» **Work instructions**:
Pull out every line in the data below that contains the word "desk", treating uppercase and lowercase as different.

## Begin

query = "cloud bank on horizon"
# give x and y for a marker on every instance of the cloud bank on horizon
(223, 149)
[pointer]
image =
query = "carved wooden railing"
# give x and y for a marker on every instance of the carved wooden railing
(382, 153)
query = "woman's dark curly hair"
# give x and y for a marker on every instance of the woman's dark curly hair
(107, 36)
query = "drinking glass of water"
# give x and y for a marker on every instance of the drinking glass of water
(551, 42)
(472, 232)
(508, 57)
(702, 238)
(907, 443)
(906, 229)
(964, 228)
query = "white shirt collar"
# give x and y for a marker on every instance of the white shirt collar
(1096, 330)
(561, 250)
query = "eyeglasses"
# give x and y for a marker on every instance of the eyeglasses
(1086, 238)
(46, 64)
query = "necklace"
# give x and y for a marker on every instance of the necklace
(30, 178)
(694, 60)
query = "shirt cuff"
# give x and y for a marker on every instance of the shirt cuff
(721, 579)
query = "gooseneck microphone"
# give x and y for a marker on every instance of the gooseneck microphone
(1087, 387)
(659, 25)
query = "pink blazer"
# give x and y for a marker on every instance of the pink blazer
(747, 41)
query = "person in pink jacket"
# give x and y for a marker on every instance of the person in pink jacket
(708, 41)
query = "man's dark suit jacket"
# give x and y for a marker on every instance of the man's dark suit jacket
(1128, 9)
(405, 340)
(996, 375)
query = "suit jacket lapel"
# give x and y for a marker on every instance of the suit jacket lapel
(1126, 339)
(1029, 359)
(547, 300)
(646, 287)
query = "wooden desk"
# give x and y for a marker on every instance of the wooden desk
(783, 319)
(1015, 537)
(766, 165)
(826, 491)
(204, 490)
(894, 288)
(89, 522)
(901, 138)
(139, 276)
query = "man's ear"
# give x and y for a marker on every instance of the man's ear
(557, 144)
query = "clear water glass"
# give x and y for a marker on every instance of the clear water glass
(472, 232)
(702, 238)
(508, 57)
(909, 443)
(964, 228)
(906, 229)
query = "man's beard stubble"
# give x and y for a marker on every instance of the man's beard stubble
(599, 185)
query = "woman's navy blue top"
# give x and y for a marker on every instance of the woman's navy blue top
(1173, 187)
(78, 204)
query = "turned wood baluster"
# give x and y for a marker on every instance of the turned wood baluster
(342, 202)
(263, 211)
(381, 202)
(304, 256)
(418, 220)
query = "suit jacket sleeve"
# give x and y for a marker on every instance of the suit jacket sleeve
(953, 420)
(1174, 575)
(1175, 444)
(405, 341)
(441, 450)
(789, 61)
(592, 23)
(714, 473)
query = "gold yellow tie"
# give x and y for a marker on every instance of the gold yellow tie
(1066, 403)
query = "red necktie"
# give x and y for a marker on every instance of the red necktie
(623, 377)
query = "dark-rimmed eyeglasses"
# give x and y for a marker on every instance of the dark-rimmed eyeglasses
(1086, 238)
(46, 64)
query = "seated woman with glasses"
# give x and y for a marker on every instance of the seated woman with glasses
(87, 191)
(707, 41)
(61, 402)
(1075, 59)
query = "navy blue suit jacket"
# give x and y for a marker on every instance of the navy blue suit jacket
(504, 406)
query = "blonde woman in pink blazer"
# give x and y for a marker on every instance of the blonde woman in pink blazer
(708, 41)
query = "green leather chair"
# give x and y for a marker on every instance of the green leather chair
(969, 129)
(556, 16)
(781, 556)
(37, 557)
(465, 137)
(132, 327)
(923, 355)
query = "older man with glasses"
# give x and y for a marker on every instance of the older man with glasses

## End

» **Result of the exercise**:
query = "wooden desk"
# give x and y for a marker on every instance of the wooden desk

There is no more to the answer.